<<<<

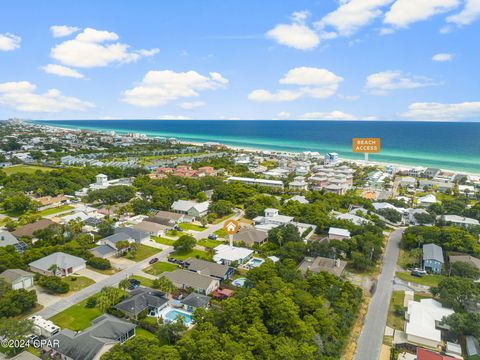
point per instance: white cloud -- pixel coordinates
(173, 117)
(161, 87)
(21, 96)
(382, 82)
(405, 12)
(352, 15)
(262, 95)
(192, 105)
(63, 30)
(93, 48)
(442, 57)
(9, 42)
(297, 34)
(313, 82)
(61, 70)
(468, 15)
(442, 111)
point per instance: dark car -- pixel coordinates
(134, 283)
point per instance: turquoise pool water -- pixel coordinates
(173, 314)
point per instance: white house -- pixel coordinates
(422, 319)
(191, 208)
(338, 234)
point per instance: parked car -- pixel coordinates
(134, 283)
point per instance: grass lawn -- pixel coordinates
(29, 169)
(428, 280)
(393, 320)
(192, 253)
(160, 267)
(143, 280)
(55, 210)
(209, 243)
(78, 284)
(163, 241)
(220, 233)
(144, 251)
(189, 226)
(219, 220)
(76, 317)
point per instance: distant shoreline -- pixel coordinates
(248, 149)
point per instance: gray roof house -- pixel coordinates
(91, 343)
(219, 271)
(194, 301)
(18, 278)
(142, 299)
(67, 264)
(433, 258)
(184, 279)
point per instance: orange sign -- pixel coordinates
(366, 145)
(231, 227)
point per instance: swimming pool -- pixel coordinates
(172, 315)
(240, 282)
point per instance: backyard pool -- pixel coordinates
(170, 314)
(240, 282)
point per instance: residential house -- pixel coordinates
(433, 258)
(93, 342)
(228, 255)
(18, 278)
(194, 301)
(459, 221)
(318, 264)
(338, 234)
(151, 228)
(219, 271)
(250, 236)
(423, 319)
(191, 208)
(29, 229)
(143, 299)
(66, 264)
(427, 200)
(184, 279)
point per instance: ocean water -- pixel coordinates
(454, 145)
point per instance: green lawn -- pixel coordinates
(209, 243)
(76, 317)
(163, 241)
(143, 280)
(29, 169)
(393, 320)
(78, 284)
(220, 233)
(144, 251)
(189, 226)
(192, 253)
(160, 267)
(428, 280)
(55, 210)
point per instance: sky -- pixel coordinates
(249, 59)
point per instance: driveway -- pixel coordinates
(370, 341)
(64, 303)
(95, 276)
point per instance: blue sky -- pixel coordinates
(249, 59)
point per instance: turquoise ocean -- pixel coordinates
(447, 145)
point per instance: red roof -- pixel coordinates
(423, 354)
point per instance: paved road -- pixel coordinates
(85, 293)
(371, 337)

>>>>

> THE EXERCISE
Copy all of the records above word for word, but leave out the pictures.

> SOLUTION FOR THIS TASK
point per instance: white cloud -- pixel coordinates
(173, 117)
(161, 87)
(21, 96)
(382, 82)
(405, 12)
(352, 15)
(262, 95)
(192, 105)
(63, 30)
(93, 48)
(442, 57)
(9, 42)
(297, 34)
(313, 82)
(61, 70)
(468, 15)
(442, 111)
point per instance: dark car -- pixel coordinates
(134, 283)
point per instance: turquoise pool water -- pixel coordinates
(173, 314)
point per instance: white house -- pixel coordinates
(422, 319)
(191, 208)
(338, 234)
point per instance: parked car -- pixel coordinates
(134, 283)
point per instance: grass lawn -- pixel coordinates
(29, 169)
(428, 280)
(393, 320)
(192, 253)
(160, 267)
(143, 280)
(55, 210)
(209, 243)
(78, 284)
(163, 241)
(220, 233)
(144, 251)
(189, 226)
(219, 220)
(76, 317)
point per instance: distant shoreline -- pixel coordinates
(248, 149)
point per instance: gray roof house -- pixel coordinates
(91, 343)
(219, 271)
(194, 301)
(18, 278)
(142, 299)
(67, 264)
(433, 258)
(184, 279)
point per instance: orange sign -- pixel coordinates
(366, 145)
(231, 227)
point per instance: swimming pool -- pixel coordinates
(172, 315)
(240, 282)
point per instance: backyard pool -- pixel coordinates
(170, 314)
(240, 282)
point per instance: residential house -- pixel coordinates
(433, 258)
(93, 342)
(228, 255)
(18, 278)
(194, 301)
(459, 221)
(318, 264)
(338, 234)
(151, 228)
(219, 271)
(250, 236)
(423, 319)
(191, 208)
(29, 229)
(143, 299)
(66, 264)
(427, 200)
(184, 279)
point per instance: ocean water -- pixel coordinates
(454, 145)
point per instance: green lawn -- pixel coordinates
(209, 243)
(76, 317)
(163, 241)
(143, 280)
(29, 169)
(393, 320)
(78, 284)
(220, 233)
(144, 251)
(189, 226)
(192, 253)
(160, 267)
(428, 280)
(55, 210)
point per instance: sky -- pixel coordinates
(249, 59)
point per instance: driveway -- pixel coordinates
(370, 341)
(64, 303)
(95, 276)
point per instance: blue sky -- pixel coordinates
(249, 59)
point per instance: turquoise ocean -- pixel coordinates
(447, 145)
point per instance: red roof -- pixel coordinates
(423, 354)
point per instance: paved road -- pixel coordinates
(85, 293)
(371, 337)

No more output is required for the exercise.